# Check your understanding
• A. List every approach to fixing the healthcare system that the text about Project Health Colorado says visitors have suggested on the website.
• B. Go on writing the article about Project Health Colorado, starting after its final sentence.

# Text
___

A relatively new website – Project Health Colorado – is drawing visitors from all across the state who wish to share their ideas about healthcare and healthcare reform in Colorado. The project is funded byThe Colorado Trust, and has several prominent partners who share the goal of access to healthcare for everyone in Colorado. You can read more about the goals and vision of the project in this editorialwritten by Christie McElhinney, The Colorado Trust’s VP of Communications and Public Affairs.
The homepage of Project Health Colorado has five questions that visitors which visitors can answer with a simple yes or no. Overwhelmingly, the current responses indicate that people are not particularly satisfied with the healthcare system. The first question asks “Is healthcare in Colorado working?” and 71% of the respondents have answered “no.” 71% of respondents have also answered “yes” to the question about whether they’ve ever had to choose between healthcare and other needs.
In addition to asking people what they think of the current healthcare system, the website also has a page where visitors can suggest suggestions for fixing the healthcare system. The suggestions that have been posted so far run the gamut from single payer healthcare to completely free market healthcare with no government involvement at all. Some people suggest an increase in individual responsibility (for example, requiring people who are overweight or who smoke to pay more for their healthcare) while others advocate a more collective system where everyone receives healthcare and tax dollars are used to fund it. The suggestions mirror a lot of the very diverse opinions that have been offered all across the country over the past few years as healthcare reform has taken center stage in our political system.

___

# Source material
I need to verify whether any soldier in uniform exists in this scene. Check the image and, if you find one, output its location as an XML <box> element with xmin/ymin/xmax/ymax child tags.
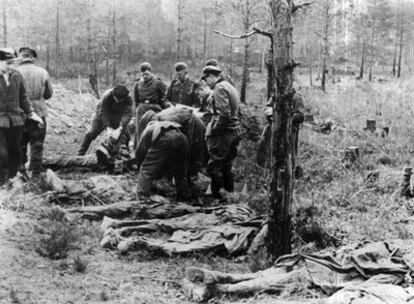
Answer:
<box><xmin>133</xmin><ymin>62</ymin><xmax>168</xmax><ymax>148</ymax></box>
<box><xmin>78</xmin><ymin>85</ymin><xmax>133</xmax><ymax>155</ymax></box>
<box><xmin>135</xmin><ymin>120</ymin><xmax>190</xmax><ymax>200</ymax></box>
<box><xmin>0</xmin><ymin>48</ymin><xmax>43</xmax><ymax>185</ymax></box>
<box><xmin>202</xmin><ymin>66</ymin><xmax>241</xmax><ymax>198</ymax></box>
<box><xmin>140</xmin><ymin>105</ymin><xmax>207</xmax><ymax>186</ymax></box>
<box><xmin>16</xmin><ymin>47</ymin><xmax>53</xmax><ymax>177</ymax></box>
<box><xmin>206</xmin><ymin>59</ymin><xmax>236</xmax><ymax>87</ymax></box>
<box><xmin>164</xmin><ymin>62</ymin><xmax>200</xmax><ymax>107</ymax></box>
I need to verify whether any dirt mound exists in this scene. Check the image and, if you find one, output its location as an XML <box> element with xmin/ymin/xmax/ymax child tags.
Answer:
<box><xmin>45</xmin><ymin>83</ymin><xmax>98</xmax><ymax>155</ymax></box>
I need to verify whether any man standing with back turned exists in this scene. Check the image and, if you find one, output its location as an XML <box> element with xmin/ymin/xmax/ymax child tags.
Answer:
<box><xmin>202</xmin><ymin>66</ymin><xmax>241</xmax><ymax>199</ymax></box>
<box><xmin>0</xmin><ymin>48</ymin><xmax>43</xmax><ymax>185</ymax></box>
<box><xmin>16</xmin><ymin>47</ymin><xmax>53</xmax><ymax>177</ymax></box>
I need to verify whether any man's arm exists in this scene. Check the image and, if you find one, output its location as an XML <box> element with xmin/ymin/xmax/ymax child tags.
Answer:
<box><xmin>135</xmin><ymin>127</ymin><xmax>152</xmax><ymax>171</ymax></box>
<box><xmin>43</xmin><ymin>71</ymin><xmax>53</xmax><ymax>99</ymax></box>
<box><xmin>157</xmin><ymin>79</ymin><xmax>167</xmax><ymax>108</ymax></box>
<box><xmin>133</xmin><ymin>81</ymin><xmax>139</xmax><ymax>107</ymax></box>
<box><xmin>19</xmin><ymin>77</ymin><xmax>33</xmax><ymax>115</ymax></box>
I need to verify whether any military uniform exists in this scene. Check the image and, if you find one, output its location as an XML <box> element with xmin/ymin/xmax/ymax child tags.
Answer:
<box><xmin>206</xmin><ymin>77</ymin><xmax>241</xmax><ymax>198</ymax></box>
<box><xmin>164</xmin><ymin>77</ymin><xmax>200</xmax><ymax>107</ymax></box>
<box><xmin>135</xmin><ymin>121</ymin><xmax>190</xmax><ymax>199</ymax></box>
<box><xmin>154</xmin><ymin>107</ymin><xmax>207</xmax><ymax>180</ymax></box>
<box><xmin>0</xmin><ymin>69</ymin><xmax>33</xmax><ymax>185</ymax></box>
<box><xmin>134</xmin><ymin>76</ymin><xmax>167</xmax><ymax>148</ymax></box>
<box><xmin>78</xmin><ymin>88</ymin><xmax>132</xmax><ymax>155</ymax></box>
<box><xmin>16</xmin><ymin>60</ymin><xmax>53</xmax><ymax>175</ymax></box>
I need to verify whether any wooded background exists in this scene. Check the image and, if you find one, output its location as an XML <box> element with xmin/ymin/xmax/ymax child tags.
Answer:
<box><xmin>0</xmin><ymin>0</ymin><xmax>414</xmax><ymax>95</ymax></box>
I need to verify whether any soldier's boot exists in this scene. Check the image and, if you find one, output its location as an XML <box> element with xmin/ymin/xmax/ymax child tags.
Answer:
<box><xmin>211</xmin><ymin>178</ymin><xmax>223</xmax><ymax>199</ymax></box>
<box><xmin>223</xmin><ymin>172</ymin><xmax>234</xmax><ymax>192</ymax></box>
<box><xmin>78</xmin><ymin>133</ymin><xmax>93</xmax><ymax>156</ymax></box>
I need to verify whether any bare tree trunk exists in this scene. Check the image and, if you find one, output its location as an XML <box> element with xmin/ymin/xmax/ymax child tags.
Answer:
<box><xmin>359</xmin><ymin>39</ymin><xmax>367</xmax><ymax>79</ymax></box>
<box><xmin>392</xmin><ymin>26</ymin><xmax>400</xmax><ymax>76</ymax></box>
<box><xmin>112</xmin><ymin>7</ymin><xmax>118</xmax><ymax>84</ymax></box>
<box><xmin>267</xmin><ymin>0</ymin><xmax>294</xmax><ymax>258</ymax></box>
<box><xmin>240</xmin><ymin>0</ymin><xmax>250</xmax><ymax>104</ymax></box>
<box><xmin>176</xmin><ymin>0</ymin><xmax>183</xmax><ymax>61</ymax></box>
<box><xmin>397</xmin><ymin>23</ymin><xmax>404</xmax><ymax>77</ymax></box>
<box><xmin>86</xmin><ymin>0</ymin><xmax>99</xmax><ymax>99</ymax></box>
<box><xmin>203</xmin><ymin>0</ymin><xmax>208</xmax><ymax>65</ymax></box>
<box><xmin>2</xmin><ymin>0</ymin><xmax>7</xmax><ymax>47</ymax></box>
<box><xmin>321</xmin><ymin>1</ymin><xmax>331</xmax><ymax>92</ymax></box>
<box><xmin>55</xmin><ymin>0</ymin><xmax>60</xmax><ymax>76</ymax></box>
<box><xmin>240</xmin><ymin>39</ymin><xmax>249</xmax><ymax>104</ymax></box>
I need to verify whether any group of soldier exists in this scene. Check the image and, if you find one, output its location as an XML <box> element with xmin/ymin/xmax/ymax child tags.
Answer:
<box><xmin>78</xmin><ymin>59</ymin><xmax>241</xmax><ymax>200</ymax></box>
<box><xmin>0</xmin><ymin>47</ymin><xmax>246</xmax><ymax>199</ymax></box>
<box><xmin>0</xmin><ymin>47</ymin><xmax>53</xmax><ymax>185</ymax></box>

___

# Results of the tasks
• A.
- Single payer healthcare
- Completely free market healthcare with no government involvement at all
- An increase in individual responsibility, such as requiring people who are overweight or who smoke to pay more for their healthcare
- A more collective system where everyone receives healthcare and tax dollars are used to fund it

• B.
I agree with The Colorado Trust and their partners on this project that access to healthcare for everyone in Colorado is an excellent goal. Health insurance for the uninsured population and affordable healthcare for everyone are vitally important in order to improve the overall health and security of the people of Colorado. However, I can’t help but notice that the questions on the Project Health Colorado homepage are a bit leading, and perhaps biased towards getting simple answers that highlight a desire to have better healthcare without enough focus on the costs of achieving those goals. There is no question asking people if they’d be willing to pay higher health insurance premiums in order to help insure the more than 800,000 people in Colorado who are currently uninsured. There is a question asking whether every child should have health insurance, but no follow-up question asking the respondents if they’d be ok with higher payroll taxes to help fund the coverage. There is a question asking respondents if Medicare covers all of their healthcare needs (79% have answered “no”), but no question asking people if they’d be satisfied with more comprehensive Medicare coverage in exchange for longer wait times to see a doctor for non-emergency care (these are just some ideas off the top of my head, but you get the idea).
I love the concept of the Project Health Colorado website. A forum for people to share ideas about healthcare – specific to our state, rather than on a national level – is a great resource. And even if the Supreme Court strikes down all or part of the ACA later this month, Colorado appears poised to continue to push forward with its own healthcare reform efforts at a state level. That means that the ideas and support of the Colorado population would be vital for creating a system that works here. I think that Project Health Colorado is a great way to get people involved in understanding the problems and finding solutions. My only suggestion would be that the site could be a bit more balanced in terms of asking questions that address people’s needs and desires, but along with their willingness to compromise and/or fund solutions.